Please lay out all of the material below as a numbered list, leaving out any blank lines.

* begin Extracted records *

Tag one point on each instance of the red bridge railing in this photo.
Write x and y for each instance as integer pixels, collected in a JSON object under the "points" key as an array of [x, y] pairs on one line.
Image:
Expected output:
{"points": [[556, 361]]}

* end Extracted records *

Complete response
1. Tag one point on each instance of the red bridge railing in this photo.
2. Write x and y for each instance as integer pixels, collected in a JSON object under the "points" key as an array of [x, y] pairs on one line.
3. Image:
4. Expected output:
5. {"points": [[556, 361]]}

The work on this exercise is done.